=== Objective ===
Only the lines from the one containing "Please put a point on the red life" through the last line below should be written out, exactly and with both ends kept.

=== Source records ===
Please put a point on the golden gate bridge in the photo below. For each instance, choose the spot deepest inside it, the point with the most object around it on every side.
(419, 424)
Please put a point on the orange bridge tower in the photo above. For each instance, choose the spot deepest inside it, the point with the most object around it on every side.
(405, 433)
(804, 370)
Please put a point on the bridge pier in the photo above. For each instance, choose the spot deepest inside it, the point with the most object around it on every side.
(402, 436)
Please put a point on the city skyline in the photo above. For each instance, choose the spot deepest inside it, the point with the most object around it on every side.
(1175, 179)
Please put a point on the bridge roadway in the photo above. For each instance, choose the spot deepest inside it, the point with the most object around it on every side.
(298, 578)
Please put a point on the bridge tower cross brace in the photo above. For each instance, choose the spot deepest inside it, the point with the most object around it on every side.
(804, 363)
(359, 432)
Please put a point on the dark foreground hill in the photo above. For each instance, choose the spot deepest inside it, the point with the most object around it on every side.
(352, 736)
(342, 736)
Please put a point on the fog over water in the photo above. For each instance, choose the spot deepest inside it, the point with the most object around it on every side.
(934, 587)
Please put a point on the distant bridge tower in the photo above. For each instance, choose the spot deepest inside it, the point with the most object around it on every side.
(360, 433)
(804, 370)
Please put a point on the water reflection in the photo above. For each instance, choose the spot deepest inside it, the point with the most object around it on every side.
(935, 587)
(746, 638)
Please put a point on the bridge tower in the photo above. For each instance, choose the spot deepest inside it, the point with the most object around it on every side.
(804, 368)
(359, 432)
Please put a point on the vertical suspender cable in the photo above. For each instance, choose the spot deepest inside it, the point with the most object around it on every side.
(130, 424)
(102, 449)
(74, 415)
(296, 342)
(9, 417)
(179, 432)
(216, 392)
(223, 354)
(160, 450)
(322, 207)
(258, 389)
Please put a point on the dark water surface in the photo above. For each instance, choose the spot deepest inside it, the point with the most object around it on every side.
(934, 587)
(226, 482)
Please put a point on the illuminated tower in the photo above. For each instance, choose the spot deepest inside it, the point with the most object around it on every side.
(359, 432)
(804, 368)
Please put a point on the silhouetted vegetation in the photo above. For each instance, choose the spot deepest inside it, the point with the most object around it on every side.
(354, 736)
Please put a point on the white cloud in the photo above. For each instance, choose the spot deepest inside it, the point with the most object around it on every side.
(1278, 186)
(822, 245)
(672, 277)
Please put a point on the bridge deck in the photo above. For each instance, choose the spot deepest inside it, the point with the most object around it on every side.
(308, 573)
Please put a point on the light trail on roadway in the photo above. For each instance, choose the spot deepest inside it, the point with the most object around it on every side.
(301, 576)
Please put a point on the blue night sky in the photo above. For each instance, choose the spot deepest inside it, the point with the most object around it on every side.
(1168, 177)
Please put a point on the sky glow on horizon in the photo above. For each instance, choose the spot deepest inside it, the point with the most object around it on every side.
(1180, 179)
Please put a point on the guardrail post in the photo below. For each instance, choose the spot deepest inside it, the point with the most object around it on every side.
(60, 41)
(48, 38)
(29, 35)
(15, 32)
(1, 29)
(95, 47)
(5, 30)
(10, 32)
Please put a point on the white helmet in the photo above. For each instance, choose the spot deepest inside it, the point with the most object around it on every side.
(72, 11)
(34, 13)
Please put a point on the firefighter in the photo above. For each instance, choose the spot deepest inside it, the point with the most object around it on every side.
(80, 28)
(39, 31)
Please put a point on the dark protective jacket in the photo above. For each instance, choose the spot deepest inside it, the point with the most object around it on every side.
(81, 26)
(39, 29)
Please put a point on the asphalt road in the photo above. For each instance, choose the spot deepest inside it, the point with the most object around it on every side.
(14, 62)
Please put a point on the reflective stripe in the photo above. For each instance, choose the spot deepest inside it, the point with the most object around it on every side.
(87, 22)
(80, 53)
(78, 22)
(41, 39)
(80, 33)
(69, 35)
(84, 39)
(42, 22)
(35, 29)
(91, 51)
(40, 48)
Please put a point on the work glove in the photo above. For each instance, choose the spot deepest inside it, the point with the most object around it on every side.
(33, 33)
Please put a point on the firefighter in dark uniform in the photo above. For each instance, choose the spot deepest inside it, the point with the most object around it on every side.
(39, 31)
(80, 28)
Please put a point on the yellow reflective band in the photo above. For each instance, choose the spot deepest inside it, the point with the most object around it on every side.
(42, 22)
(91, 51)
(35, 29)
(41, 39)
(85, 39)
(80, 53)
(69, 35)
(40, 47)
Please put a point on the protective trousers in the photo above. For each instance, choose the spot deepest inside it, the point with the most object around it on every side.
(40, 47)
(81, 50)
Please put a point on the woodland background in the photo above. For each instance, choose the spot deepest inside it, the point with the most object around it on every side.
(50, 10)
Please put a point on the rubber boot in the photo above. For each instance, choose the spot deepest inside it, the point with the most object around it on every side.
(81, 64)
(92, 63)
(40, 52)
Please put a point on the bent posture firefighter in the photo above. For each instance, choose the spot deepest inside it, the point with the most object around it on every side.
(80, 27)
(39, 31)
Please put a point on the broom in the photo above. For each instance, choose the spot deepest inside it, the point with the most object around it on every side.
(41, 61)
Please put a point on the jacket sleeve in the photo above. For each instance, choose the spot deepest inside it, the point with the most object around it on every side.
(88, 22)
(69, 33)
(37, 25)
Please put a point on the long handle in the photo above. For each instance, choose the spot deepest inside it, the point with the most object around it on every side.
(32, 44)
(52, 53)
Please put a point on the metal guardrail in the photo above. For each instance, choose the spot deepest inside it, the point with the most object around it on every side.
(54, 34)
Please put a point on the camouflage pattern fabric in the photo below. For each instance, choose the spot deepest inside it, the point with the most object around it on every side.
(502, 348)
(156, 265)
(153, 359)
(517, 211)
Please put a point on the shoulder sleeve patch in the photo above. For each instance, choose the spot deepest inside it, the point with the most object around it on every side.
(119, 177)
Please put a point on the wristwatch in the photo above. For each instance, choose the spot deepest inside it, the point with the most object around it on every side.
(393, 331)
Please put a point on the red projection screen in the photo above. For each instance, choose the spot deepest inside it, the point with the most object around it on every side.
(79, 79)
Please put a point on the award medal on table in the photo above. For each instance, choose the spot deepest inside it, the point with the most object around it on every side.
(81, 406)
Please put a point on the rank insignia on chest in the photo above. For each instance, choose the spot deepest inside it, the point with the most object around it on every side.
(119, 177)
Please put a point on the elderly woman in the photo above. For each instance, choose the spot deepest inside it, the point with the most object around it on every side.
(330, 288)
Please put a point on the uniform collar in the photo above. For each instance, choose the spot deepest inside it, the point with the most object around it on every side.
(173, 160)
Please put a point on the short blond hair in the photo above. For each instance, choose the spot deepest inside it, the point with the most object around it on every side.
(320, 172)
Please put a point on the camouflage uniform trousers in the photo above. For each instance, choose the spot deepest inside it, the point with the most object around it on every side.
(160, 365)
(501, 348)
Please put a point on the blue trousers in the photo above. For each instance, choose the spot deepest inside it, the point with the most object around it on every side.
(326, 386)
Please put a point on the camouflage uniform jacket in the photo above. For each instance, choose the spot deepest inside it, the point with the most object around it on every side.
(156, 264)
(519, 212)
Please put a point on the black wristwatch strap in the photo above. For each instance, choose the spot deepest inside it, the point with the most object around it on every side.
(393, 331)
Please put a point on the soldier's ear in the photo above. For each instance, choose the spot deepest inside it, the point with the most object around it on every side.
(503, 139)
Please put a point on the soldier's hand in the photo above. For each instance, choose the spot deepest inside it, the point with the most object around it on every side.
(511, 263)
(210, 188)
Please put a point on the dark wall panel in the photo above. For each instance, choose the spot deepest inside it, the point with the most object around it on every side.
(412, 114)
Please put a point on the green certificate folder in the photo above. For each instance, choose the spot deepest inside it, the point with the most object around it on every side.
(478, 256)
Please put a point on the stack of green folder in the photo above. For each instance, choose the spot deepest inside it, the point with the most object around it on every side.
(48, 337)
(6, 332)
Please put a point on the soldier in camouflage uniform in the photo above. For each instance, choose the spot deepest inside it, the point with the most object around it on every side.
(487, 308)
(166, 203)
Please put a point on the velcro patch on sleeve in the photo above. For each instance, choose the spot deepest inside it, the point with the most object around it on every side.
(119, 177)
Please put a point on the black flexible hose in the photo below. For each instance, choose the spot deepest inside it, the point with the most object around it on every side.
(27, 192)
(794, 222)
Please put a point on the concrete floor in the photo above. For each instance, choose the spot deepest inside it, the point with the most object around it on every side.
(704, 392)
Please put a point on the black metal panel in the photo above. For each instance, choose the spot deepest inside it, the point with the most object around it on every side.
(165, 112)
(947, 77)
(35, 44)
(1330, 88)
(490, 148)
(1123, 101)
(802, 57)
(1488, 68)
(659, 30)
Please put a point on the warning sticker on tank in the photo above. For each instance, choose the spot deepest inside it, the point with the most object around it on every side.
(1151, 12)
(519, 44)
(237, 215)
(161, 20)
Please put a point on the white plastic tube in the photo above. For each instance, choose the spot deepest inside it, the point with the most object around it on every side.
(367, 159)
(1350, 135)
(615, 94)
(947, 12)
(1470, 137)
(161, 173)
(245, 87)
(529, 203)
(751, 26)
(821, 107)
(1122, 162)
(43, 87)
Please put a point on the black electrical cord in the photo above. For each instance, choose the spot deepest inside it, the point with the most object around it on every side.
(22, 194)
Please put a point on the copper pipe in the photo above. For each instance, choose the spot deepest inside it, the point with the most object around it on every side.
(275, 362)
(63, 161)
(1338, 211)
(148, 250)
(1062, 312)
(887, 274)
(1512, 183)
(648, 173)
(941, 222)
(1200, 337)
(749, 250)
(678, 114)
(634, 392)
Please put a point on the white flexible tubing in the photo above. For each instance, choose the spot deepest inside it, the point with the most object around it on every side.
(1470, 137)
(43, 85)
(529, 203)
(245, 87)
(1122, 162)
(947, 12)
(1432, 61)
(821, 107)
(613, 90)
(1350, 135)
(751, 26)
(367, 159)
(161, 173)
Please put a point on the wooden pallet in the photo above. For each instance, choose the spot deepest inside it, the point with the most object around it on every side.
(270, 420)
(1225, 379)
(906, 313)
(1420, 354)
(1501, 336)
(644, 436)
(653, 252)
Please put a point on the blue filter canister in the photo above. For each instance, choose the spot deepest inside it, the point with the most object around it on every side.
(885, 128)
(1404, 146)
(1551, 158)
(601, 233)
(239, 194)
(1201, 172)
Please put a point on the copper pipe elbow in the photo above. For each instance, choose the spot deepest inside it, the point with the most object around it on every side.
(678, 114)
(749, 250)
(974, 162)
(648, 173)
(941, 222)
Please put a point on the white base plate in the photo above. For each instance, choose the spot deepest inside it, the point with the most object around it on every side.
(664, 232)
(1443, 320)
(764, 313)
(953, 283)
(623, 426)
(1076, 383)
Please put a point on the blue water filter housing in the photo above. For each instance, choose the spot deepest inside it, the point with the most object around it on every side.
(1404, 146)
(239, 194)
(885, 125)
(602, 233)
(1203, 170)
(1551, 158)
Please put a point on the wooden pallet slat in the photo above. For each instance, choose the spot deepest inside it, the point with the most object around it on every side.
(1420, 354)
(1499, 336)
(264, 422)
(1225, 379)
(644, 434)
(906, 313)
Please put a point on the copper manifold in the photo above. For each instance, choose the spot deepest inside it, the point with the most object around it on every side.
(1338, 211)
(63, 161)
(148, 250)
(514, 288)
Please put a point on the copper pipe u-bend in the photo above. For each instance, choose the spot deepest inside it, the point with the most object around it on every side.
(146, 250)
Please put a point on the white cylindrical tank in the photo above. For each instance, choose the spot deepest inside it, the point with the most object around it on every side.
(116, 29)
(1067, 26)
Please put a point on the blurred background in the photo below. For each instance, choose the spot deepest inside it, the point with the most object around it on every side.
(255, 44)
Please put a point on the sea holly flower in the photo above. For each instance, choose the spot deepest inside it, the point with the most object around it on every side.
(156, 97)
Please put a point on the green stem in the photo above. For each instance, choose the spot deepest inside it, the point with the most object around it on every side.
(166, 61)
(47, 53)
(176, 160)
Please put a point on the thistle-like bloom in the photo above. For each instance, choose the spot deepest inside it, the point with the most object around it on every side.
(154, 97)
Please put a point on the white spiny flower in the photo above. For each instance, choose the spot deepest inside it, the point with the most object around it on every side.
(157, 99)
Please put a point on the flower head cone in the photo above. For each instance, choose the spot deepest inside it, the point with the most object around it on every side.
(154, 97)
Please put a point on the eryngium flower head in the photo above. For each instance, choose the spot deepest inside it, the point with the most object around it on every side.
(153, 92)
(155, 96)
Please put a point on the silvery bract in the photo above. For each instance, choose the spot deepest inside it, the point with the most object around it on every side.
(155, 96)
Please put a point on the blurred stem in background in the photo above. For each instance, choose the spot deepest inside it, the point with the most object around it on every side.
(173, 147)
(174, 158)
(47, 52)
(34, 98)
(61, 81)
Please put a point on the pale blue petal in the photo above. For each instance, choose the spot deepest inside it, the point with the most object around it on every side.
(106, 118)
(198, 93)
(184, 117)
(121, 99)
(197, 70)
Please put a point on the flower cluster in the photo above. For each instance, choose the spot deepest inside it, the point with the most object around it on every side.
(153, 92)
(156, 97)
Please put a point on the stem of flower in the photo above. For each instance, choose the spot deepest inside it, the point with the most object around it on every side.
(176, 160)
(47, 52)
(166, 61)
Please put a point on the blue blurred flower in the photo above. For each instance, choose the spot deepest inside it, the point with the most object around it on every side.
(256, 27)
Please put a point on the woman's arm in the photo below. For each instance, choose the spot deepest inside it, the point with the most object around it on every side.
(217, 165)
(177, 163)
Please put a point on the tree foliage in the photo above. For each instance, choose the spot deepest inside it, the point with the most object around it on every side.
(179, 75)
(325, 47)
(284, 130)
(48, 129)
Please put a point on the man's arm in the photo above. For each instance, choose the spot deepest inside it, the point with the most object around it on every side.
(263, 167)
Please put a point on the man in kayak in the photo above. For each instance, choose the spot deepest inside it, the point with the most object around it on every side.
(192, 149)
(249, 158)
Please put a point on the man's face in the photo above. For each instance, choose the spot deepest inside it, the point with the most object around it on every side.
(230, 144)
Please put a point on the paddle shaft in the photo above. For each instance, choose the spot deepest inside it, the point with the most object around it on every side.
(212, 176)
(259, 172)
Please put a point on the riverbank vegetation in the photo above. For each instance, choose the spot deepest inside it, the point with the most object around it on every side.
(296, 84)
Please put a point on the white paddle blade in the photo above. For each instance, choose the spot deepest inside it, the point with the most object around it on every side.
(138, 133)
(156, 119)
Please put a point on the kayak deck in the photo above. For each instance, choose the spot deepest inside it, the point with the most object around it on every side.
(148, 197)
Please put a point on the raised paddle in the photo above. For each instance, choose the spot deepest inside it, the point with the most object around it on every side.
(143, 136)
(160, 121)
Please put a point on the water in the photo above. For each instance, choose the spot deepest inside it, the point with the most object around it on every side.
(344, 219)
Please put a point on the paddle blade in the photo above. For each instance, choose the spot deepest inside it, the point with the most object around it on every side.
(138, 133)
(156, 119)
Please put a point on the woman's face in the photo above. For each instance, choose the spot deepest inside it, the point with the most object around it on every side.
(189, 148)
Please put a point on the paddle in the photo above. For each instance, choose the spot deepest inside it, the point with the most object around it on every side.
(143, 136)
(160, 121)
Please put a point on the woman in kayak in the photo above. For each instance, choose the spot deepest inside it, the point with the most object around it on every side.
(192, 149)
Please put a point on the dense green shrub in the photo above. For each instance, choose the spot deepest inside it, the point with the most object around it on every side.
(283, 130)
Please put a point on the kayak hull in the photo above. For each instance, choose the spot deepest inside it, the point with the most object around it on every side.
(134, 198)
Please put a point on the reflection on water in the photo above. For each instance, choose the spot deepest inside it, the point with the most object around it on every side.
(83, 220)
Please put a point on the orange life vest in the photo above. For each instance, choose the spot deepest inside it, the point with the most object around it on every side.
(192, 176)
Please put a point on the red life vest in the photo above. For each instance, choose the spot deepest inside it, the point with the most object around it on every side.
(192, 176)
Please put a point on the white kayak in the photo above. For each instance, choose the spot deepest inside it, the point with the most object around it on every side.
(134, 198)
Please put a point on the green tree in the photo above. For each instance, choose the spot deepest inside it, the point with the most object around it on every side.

=== The response ===
Please put a point on the red life vest in the photo above. For each instance, choose the spot deepest inside it, the point with the most object around it on every side.
(192, 176)
Please put a point on the white kayak in the photo above. For each instance, choose the spot deepest inside it, the point with the most object around it on every side.
(134, 198)
Please put a point on the green tree in the photo above. For each instance, choose the spot deepest inside it, the point with the most object around it on every side.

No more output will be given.